** Data supplied follows **

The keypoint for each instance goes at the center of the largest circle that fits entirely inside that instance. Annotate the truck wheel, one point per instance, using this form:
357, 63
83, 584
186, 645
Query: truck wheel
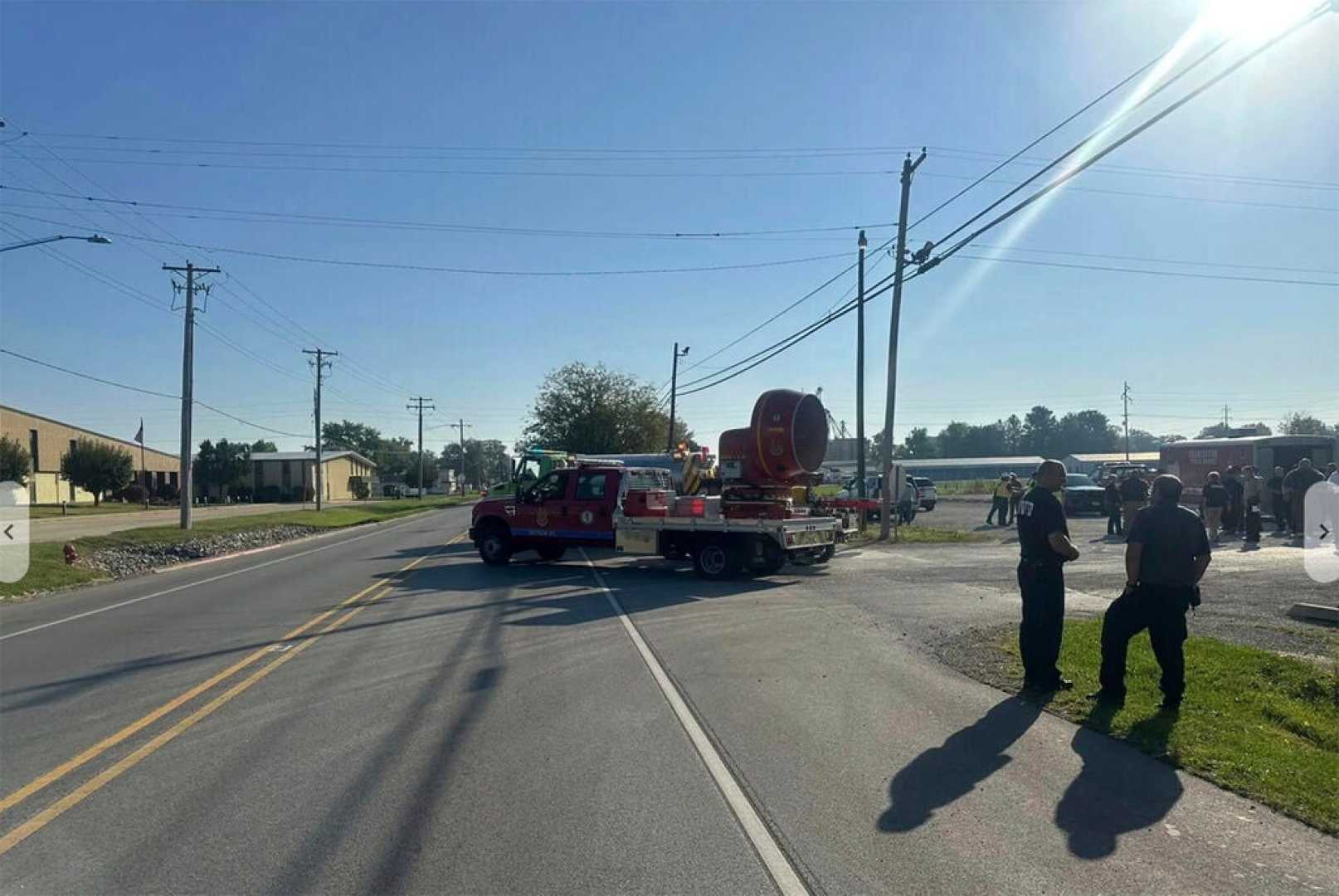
495, 547
717, 560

** End of Data supplied **

* [What needs to be done] Each line of the listing must be restated word for word, and the pictures left out.

* [Problem solution]
The keypoint for each instance goes at the center of the largest circle that fits entirely inside that instance. Annotate the truck wheel, one point per instance, using this form:
357, 63
83, 584
186, 645
Query: truck wheel
495, 547
717, 560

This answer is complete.